(Given text)
The data explosion has brought about sharp increase in the storage capacity demand, and the diversified and complex applications pose the challenge to meet the fast-growing computation pressure and parallel access requests. The only solution is to upgrade ever more frequently. More and more enterprise managements get to feel the pressure of the great cost to upgrade IOE. More often than not, enterprises still suffer from the slow response and high workloads even if they've invested heavily. That is why these enterprises are determined to replace IOE.

Hadoop is one of the IOE solutions on which the enterprise management have pinned great hope.

It supports the cheap desktop hard disk as a replacement to high-end storage media of IOE.

Its HDFS file system can replace the disk cabinet of IOE, ensuring the secure data redundancy.

It supports the cheap PC to replace the high-end database server.

It is the open source software, not incurring any cost on additional CPUs, storage capacities, and user licenses.

With the support for parallel computing, the inexpensive scale-out can be implemented, and the storage pressure can be averted to multiple inexpensive PCs at less acquisition and management cost, so as to have greater storage capacity, higher computing performance, and a number of paralleling processes far more than that of IOE. That's why Hadoop is highly anticipated.

Rows from a dataset

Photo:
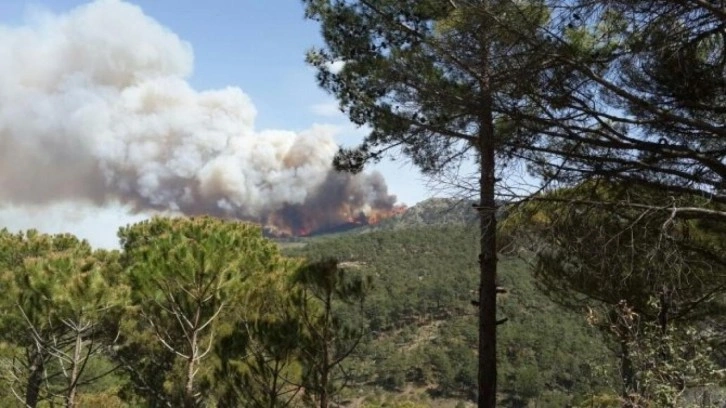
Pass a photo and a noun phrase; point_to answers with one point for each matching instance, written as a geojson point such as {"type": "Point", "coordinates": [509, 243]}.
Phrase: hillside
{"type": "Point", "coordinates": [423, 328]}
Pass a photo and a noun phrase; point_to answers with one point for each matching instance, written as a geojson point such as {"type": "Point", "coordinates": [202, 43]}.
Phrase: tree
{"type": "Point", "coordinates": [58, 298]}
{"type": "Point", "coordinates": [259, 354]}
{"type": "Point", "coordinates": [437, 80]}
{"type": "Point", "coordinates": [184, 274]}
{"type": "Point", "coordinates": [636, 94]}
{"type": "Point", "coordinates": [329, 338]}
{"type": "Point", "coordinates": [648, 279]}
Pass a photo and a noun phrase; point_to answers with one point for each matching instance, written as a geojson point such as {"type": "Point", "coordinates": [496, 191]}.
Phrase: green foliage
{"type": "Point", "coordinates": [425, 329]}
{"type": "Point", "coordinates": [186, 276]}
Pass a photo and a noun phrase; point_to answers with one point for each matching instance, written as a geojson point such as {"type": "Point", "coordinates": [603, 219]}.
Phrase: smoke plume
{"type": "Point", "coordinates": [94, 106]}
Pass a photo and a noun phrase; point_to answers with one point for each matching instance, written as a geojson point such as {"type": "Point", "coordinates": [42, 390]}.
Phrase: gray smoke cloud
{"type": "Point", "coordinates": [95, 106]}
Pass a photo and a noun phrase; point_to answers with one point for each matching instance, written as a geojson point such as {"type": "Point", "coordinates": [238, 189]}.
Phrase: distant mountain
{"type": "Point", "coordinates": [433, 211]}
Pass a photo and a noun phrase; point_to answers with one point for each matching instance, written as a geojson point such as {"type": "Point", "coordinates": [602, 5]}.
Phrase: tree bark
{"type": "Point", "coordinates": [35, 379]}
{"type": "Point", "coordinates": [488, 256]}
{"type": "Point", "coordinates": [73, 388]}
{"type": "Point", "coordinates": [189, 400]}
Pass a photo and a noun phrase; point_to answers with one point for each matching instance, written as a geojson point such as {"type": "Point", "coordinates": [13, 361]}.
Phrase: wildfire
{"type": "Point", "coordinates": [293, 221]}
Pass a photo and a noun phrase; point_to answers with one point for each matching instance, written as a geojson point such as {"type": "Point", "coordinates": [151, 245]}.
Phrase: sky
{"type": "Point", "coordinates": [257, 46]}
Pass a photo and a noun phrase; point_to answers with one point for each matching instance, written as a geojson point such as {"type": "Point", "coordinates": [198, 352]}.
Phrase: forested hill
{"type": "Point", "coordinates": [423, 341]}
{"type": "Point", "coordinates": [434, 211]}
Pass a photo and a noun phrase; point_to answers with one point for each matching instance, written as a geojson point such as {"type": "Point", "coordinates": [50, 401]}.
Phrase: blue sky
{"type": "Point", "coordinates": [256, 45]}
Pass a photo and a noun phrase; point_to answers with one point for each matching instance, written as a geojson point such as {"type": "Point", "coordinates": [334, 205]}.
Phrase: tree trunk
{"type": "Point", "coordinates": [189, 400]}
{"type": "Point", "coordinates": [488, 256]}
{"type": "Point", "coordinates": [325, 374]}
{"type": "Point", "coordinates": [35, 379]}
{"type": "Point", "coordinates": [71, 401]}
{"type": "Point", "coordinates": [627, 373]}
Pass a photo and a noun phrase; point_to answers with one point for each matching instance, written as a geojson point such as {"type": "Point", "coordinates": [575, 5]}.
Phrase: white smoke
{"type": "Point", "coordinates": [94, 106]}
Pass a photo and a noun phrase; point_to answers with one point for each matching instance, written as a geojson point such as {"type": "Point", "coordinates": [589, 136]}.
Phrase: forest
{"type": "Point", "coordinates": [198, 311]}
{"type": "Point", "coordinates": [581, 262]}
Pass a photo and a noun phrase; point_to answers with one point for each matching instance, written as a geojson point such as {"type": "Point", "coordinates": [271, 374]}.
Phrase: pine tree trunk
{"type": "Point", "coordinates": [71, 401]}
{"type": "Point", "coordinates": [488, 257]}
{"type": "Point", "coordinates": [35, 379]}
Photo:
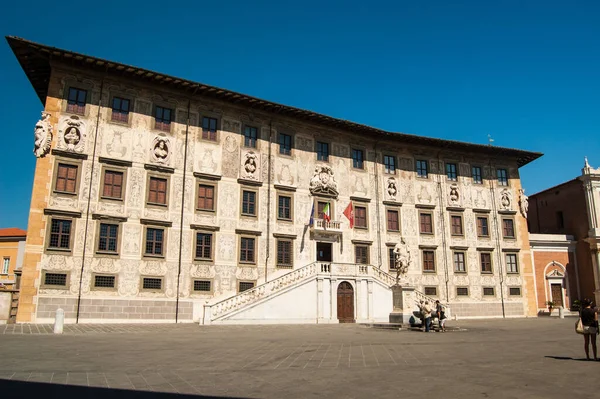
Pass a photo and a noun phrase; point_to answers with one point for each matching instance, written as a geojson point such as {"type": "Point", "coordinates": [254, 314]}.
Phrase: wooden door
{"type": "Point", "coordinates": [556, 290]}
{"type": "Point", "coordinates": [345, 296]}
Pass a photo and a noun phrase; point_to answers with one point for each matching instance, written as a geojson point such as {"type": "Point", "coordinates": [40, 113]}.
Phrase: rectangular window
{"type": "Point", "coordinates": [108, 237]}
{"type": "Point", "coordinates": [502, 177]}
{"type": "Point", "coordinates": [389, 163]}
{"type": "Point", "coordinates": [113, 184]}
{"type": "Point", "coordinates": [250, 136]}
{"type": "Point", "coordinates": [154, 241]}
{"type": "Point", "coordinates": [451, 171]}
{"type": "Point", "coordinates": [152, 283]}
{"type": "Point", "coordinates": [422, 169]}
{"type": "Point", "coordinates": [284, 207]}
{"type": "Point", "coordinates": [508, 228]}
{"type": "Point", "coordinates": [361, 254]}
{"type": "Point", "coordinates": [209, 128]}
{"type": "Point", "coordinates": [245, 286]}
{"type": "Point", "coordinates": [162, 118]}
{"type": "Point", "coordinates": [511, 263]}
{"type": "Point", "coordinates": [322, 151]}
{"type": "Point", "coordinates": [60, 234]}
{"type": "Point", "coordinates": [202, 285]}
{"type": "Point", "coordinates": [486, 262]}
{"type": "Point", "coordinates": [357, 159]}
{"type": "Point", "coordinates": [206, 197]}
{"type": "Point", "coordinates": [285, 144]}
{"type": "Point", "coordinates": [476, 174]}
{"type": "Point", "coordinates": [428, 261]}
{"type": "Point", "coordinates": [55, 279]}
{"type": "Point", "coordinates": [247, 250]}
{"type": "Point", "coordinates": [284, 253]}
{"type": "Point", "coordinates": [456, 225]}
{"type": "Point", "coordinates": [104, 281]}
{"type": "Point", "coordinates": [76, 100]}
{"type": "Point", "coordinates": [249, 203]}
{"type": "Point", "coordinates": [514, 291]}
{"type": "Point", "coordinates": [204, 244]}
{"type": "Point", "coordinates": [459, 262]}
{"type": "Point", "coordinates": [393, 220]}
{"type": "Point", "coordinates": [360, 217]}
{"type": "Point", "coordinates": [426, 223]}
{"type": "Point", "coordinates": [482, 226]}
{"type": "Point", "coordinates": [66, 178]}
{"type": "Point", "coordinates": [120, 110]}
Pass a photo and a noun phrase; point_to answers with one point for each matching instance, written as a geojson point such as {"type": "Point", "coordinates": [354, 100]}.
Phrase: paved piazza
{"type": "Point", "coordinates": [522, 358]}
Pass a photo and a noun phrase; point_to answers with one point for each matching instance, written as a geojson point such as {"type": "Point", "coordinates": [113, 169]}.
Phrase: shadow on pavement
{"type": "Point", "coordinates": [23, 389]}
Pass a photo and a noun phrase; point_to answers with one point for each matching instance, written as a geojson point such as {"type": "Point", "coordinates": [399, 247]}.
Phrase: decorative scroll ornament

(Problem to solve)
Reproduce the text on replacing IOE with Hadoop in full, word for word.

(Solution for this task)
The data explosion has brought about sharp increase in the storage capacity demand, and the diversified and complex applications pose the challenge to meet the fast-growing computation pressure and parallel access requests. The only solution is to upgrade ever more frequently. More and more enterprise managements get to feel the pressure of the great cost to upgrade IOE. More often than not, enterprises still suffer from the slow response and high workloads even if they've invested heavily. That is why these enterprises are determined to replace IOE.

Hadoop is one of the IOE solutions on which the enterprise management have pinned great hope.

It supports the cheap desktop hard disk as a replacement to high-end storage media of IOE.

Its HDFS file system can replace the disk cabinet of IOE, ensuring the secure data redundancy.

It supports the cheap PC to replace the high-end database server.

It is the open source software, not incurring any cost on additional CPUs, storage capacities, and user licenses.

With the support for parallel computing, the inexpensive scale-out can be implemented, and the storage pressure can be averted to multiple inexpensive PCs at less acquisition and management cost, so as to have greater storage capacity, higher computing performance, and a number of paralleling processes far more than that of IOE. That's why Hadoop is highly anticipated.